** Excerpt follows **

According to Friesen, First Air customers are "not going to see a huge difference in our schedule in Nunavut, particularly in the eastern Arctic" after May 17.
"We've got approximately six turbo-prop airplanes in the eastern Arctic and we'll deploy those to all the same places we fly now, with very good frequency and as good connectivity as we can make."
Pangnirtung and Clyde River will not see the new aircraft due to too-short runways.
First Air will turn some of their older planes into freighters.
"There will be scheduled freighter service that will go to the communities and we'll be able to provide better stocking of the stores all over the Arctic. We can do it more efficiently and keep the cost down," said Friesen.
First Air continues to have codeshare agreements with Air North, Calm Air and Kenn Borek Air.
Both Friesen and Hankirk insist they had the best of intentions with the codeshare arrangement.
Friesen says the objective with Canadian North was to "try to find a way to maintain the same service when we both operated a year-and-a-half ago, the same frequency, the same schedule convenience for people. But at the same time take out some of the cost, because we had flights that were literally operating wing-to-wing - two airplanes going into a small community side-by-side with neither airplane very close to being full. So you have twice the cost."
Hankirk echoes that sentiment in his statement: "The benefits of the codeshare agreement have been genuine and significant, with numerous schedule enhancements and new operating efficiencies."
However, for First Air, operating in a way customers so clearly disliked was not an option.
"The problem was there was so much negative feedback, especially in the eastern Arctic, it just wasn't what our customers wanted. For us to keep offering a product they didn't want just didn't make sense. That's why we stopped," Friesen said, adding he's done these kinds of deals on five continents, in 60 to 70 countries.
"I've never seen pushback anywhere in the world like I've seen in Nunavut. People have adjusted well to codesharing all over the world, but not in the Canadian North. I don't know what's so different about it. I wish I knew (why). I don't know."
That pushback took the issue all the way to Nunavut's Legislative Assembly in January, where Premier Peter Taptuna, cabinet members and regular MLAs held a day-long, hearing-style meeting with airline executives. Complaints included freight delays, cargo delays, fewer seats and inconvenience placed on elders and medical patients that have been delayed at hotels and airports and boarding homes.

** End of Excerpt **
** Data extracts follows **

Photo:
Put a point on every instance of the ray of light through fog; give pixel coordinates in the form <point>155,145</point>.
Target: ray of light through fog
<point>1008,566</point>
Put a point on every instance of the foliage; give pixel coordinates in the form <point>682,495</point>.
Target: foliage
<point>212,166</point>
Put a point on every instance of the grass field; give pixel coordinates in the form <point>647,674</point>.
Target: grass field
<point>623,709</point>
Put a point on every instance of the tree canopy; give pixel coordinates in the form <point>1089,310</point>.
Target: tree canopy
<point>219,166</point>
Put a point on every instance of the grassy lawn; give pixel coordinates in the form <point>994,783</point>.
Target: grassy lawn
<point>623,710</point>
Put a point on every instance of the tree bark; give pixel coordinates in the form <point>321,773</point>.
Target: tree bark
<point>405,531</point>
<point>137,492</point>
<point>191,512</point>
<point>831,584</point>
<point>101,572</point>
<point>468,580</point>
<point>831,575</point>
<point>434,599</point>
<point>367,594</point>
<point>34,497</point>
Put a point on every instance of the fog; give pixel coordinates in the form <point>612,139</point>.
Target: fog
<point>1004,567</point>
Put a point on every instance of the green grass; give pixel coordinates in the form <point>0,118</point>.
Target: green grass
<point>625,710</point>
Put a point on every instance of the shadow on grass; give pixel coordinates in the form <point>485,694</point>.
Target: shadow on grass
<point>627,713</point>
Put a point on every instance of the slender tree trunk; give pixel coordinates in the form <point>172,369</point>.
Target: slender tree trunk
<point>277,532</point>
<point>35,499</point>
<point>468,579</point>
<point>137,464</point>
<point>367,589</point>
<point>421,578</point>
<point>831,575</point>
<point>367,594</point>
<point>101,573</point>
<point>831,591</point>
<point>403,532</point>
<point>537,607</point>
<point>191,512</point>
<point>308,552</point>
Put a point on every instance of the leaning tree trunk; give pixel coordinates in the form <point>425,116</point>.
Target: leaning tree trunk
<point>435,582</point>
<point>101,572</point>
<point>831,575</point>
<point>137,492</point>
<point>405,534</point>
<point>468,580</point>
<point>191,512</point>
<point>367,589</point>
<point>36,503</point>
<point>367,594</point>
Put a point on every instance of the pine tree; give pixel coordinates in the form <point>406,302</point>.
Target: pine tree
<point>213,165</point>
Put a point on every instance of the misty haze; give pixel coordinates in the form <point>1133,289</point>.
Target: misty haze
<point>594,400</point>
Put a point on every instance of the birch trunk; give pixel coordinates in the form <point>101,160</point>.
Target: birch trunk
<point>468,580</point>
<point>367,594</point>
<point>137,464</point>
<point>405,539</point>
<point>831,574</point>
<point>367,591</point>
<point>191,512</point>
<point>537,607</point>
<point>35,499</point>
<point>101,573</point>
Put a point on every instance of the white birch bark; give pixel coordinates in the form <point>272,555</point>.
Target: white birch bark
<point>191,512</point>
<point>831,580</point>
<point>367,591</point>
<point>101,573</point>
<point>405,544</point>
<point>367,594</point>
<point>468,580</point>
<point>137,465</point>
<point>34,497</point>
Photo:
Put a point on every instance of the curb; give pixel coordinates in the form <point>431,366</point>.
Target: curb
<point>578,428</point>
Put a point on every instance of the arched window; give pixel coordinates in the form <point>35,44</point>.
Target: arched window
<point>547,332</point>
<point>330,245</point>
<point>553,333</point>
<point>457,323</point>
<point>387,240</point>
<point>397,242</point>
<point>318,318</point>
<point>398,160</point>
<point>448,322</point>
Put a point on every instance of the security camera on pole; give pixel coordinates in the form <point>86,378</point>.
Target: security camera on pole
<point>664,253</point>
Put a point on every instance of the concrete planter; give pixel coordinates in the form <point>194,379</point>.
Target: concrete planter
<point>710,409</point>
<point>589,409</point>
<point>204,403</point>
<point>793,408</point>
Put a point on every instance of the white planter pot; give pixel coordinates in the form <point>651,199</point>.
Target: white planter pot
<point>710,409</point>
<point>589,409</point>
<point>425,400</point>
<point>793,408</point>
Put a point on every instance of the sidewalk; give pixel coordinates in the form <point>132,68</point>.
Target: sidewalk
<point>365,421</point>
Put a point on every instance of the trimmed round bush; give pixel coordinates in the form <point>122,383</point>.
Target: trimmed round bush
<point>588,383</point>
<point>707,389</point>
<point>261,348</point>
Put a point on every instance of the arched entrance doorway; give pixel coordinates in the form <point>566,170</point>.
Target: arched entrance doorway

** End of Data extracts **

• _Study questions_
• A. In the First Air excerpt, why will Pangnirtung and Clyde River not get the new aircraft?
• B. Write out the stretch of the First Air excerpt from "First Air will" through "Kenn Borek Air.".
The lines are separate material from the First Air excerpt.

• _Solutions below_
• A. Their runways are too short.

• B.
First Air will turn some of their older planes into freighters.
"There will be scheduled freighter service that will go to the communities and we'll be able to provide better stocking of the stores all over the Arctic. We can do it more efficiently and keep the cost down," said Friesen.
First Air continues to have codeshare agreements with Air North, Calm Air and Kenn Borek Air.